_Document section_:
○ ○ ○
Photographer Inspired to Save and Preserve Fodice School
Houston County Courier - August 2008

The Fodice Foundation is a grassroots organization currently seeking non-profit status to save and preserve a rapidly deteriorating piece of Texas History--namely the one-story Fodice School, about all that remains of a once thriving community.
Co-founder of the organization and photographer Katy Anderson grew up not far from Fodice in Lovelady, where she graduated from Lovelady High School. According to her, she found "instant inspiration" when she was first shown the place over 13 years ago.
Ms. Anderson began shooting there in high school and fell in love with the building and its interesting history.
Over the years, she has used this building as her artistic sanctuary and credits her unique style of photography to the countless hours she has spent exploring and experimenting with her creative instincts there.
She writes, "When I found it, the classrooms were full of desks, the shelves were crammed with books and it felt very much like a time capsule."
The community of Fodice was a freedmen's town that developed in rural East Texas following the Civil War.  Some sources maintain that the town's name came from "four dice," a favorite dice game of the early inhabitants.
Never incorporated or platted, and still located along the original unimproved dirt road, Fodice is nestled in the piney woods just a few miles from the Davy Crockett National Forest.
It was designated as a historic landmark in Houston County in 1997.  The Fodice community school began operating in the 1880s and was housed in the local Methodist Church until about 1900 when a proper schoolhouse was built west of the church.
By 1914 Fodice had two general stores, a cotton gin, a gristmill, a Masonic hall and a post office.
Between 1938 and 1940 improvements were made to the school building through the Works Projects Administration or WPA.  The new school was in use from 1940 up to the early 1960s and had an average enrollment estimated at 250 pupils until desegregation forced its students to consolidate into other area schools.       
"Being a photographer, it's easy to understand why I would be drawn to such a place but my personal history and love for this building runs deeper than simply admiring it for its obvious beauty," explained Ms. Anderson.
○ ○ ○
Stored dataset items

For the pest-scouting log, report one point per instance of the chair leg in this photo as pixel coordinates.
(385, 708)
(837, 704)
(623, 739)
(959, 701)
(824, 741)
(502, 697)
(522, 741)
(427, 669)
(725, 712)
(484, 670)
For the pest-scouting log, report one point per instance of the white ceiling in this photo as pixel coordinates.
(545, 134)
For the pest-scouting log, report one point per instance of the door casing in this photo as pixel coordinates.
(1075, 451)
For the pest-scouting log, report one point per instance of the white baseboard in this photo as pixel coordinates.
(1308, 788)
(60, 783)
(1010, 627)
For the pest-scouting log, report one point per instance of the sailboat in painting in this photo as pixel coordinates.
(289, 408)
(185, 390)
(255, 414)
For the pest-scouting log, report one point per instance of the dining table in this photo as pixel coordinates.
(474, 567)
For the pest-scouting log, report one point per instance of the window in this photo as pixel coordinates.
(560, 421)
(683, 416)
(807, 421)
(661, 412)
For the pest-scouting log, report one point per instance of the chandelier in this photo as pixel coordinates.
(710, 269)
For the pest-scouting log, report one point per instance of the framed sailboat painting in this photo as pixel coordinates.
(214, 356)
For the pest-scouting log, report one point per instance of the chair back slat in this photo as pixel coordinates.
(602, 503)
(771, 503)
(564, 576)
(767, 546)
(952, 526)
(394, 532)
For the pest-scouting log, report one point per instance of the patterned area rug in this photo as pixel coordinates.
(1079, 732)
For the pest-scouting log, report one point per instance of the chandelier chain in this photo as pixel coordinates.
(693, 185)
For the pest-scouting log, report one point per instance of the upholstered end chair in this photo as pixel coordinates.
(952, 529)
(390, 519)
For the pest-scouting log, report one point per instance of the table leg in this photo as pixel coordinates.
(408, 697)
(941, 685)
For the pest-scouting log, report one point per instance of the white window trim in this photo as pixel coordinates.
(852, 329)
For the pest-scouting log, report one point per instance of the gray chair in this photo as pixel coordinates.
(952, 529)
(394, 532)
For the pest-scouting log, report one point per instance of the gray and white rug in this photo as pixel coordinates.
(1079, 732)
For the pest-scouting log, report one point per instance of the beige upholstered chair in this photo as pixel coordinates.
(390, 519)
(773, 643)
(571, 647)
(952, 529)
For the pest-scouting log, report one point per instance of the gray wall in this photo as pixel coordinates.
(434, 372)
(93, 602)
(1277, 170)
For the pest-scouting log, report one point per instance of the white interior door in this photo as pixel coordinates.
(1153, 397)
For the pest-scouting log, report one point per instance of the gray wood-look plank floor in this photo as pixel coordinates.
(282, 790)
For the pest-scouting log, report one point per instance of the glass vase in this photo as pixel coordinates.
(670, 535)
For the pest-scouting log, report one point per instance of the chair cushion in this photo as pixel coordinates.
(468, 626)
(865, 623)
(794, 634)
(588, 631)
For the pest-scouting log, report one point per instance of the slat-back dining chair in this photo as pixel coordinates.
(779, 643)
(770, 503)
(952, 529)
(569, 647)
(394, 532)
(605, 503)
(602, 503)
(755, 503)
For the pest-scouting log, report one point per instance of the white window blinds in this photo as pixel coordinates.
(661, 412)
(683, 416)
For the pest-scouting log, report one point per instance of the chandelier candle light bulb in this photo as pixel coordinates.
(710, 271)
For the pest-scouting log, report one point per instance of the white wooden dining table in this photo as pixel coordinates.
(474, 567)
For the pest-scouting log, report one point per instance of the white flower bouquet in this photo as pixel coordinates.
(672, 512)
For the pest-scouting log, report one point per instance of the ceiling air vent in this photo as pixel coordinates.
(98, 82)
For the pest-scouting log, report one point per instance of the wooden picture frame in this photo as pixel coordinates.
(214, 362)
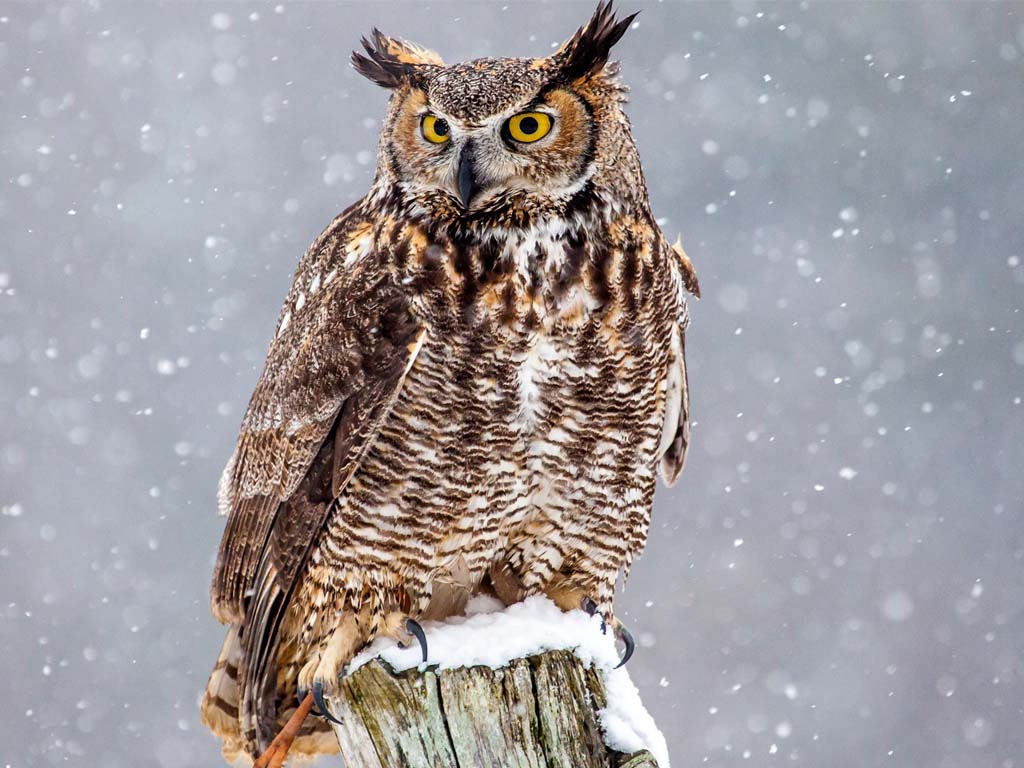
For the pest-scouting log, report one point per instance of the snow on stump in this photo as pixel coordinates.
(526, 686)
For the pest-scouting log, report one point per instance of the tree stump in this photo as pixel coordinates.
(540, 712)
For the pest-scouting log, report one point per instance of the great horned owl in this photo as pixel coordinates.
(475, 376)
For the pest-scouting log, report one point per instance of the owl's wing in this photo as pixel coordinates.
(344, 342)
(676, 429)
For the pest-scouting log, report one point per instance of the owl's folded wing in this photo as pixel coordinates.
(345, 340)
(676, 430)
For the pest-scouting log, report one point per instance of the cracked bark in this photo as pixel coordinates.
(535, 713)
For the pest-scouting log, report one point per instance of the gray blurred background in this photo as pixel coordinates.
(837, 581)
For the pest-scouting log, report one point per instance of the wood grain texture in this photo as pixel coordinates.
(536, 713)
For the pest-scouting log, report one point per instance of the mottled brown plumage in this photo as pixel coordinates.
(476, 374)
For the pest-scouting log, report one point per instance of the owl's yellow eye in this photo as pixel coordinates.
(527, 127)
(435, 129)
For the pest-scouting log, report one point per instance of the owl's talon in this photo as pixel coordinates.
(590, 607)
(627, 638)
(321, 705)
(414, 629)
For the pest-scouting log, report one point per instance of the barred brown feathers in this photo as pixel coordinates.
(477, 374)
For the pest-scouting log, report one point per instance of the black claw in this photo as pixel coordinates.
(417, 631)
(590, 606)
(321, 705)
(627, 638)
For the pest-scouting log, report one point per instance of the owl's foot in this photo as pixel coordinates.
(322, 675)
(568, 597)
(278, 751)
(404, 630)
(414, 630)
(622, 634)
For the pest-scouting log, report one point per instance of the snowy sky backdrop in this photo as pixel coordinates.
(837, 581)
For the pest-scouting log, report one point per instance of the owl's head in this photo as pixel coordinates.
(504, 140)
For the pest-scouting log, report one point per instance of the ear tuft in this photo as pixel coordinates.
(586, 52)
(390, 61)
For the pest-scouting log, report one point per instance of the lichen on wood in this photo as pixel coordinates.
(540, 712)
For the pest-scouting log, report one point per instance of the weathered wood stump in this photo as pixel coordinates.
(540, 712)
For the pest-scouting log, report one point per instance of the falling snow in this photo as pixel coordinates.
(836, 580)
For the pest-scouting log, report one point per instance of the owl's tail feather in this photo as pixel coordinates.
(223, 695)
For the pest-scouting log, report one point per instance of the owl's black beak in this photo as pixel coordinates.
(468, 182)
○ ○ ○
_Set task 1_: Reproduce the passage of the Fodice School article that opens with the words containing "Photographer Inspired to" and closes with "its interesting history.".
_Set task 2_: List every business or establishment that the Fodice School article says Fodice had by 1914.

_Exercise answer 1_:
Photographer Inspired to Save and Preserve Fodice School
Houston County Courier - August 2008

The Fodice Foundation is a grassroots organization currently seeking non-profit status to save and preserve a rapidly deteriorating piece of Texas History--namely the one-story Fodice School, about all that remains of a once thriving community.
Co-founder of the organization and photographer Katy Anderson grew up not far from Fodice in Lovelady, where she graduated from Lovelady High School. According to her, she found "instant inspiration" when she was first shown the place over 13 years ago.
Ms. Anderson began shooting there in high school and fell in love with the building and its interesting history.

_Exercise answer 2_:
- two general stores
- a cotton gin
- a gristmill
- a Masonic hall
- a post office